* What you need to do
(a) Using the blog post on auto insurance ads, answer these:
(i) Which company outspent Progressive in 2009 by more than 60 percent?
(ii) What is the name of the dog in Progressive's commercials?
(iii) What is the name of the secret agent Esurance put into deep cover?
(b) In one to three sentences, explain why the blog post on auto insurance ads sees Progressive's use of Pickles as a safe choice.
(c) Translate this sentence from the blog post on auto insurance ads into Spanish: "You can’t go wrong featuring a cute animal."

* Page text
- - -

Insurance

Auto insurance TV ads more creative; direct mail lagging

Friday, August 13th, 2010

While I follow the insurance direct marketing industry, I can’t help but feel a little envious of what I’m seeing on television. At least in the Chicago area, where I sit between the two largest auto insurers Allstate and State Farm, I seem to be seeing more auto insurance commercials.

Earlier this year, Advertising Age reported that in 2009, GEICO out-spent the next highest auto insurance advertiser, Progressive, by more than 60 percent. Both State Farm and Allstate, who spend on parity with each other, spent less than half that of GEICO.

Progressive
Progressive’s concept of an insurance company as a consumer package goods superstore is continuing with Pickles, the dog, teaming up with Flo to provide a comparative quote. You can’t go wrong featuring a cute animal. Flo is now playing second banana and providing a voiceover as the commercials end with a shot of Pickles in charge.

GEICO
The Gecko has a long history with GEICO and his new commercials take advantage of his steady development as a spokesperson. No longer is he casually talking about pie and chips to a real gecko, as he did in one of his first commercials. Now he is talking in front of conference audiences with all the giveaways branded in his likeness. Like Progressive’s Flo, GEICO is capitalizing on a developed brand image.

Esurance
Still working to develop an image, Esurance seems to have placed secret agent Erin into deep cover as they now use a small group of dedicated employees who talk about their interactions with Esurance customers. Whether it’s The Saver or the Coverage Counselor, this cast of spokespersons grabs attention by playing out short stories on the experiences of being an Esurance customer.

- - -

* Image point grounding data

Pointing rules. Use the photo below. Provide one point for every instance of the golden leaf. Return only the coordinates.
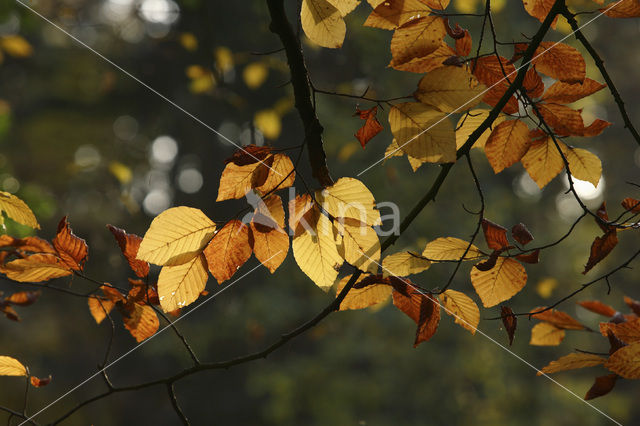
(546, 334)
(450, 89)
(450, 248)
(176, 236)
(571, 362)
(403, 264)
(322, 22)
(499, 283)
(11, 367)
(423, 132)
(462, 308)
(181, 285)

- - -

* Task-by-task solutions
(a)
(i) GEICO
(ii) Pickles
(iii) Erin

(b) The post says you can't go wrong featuring a cute animal. Pickles is a dog, so Progressive's ads benefit from that appeal.

(c) No te puedes equivocar si presentas a un animal tierno.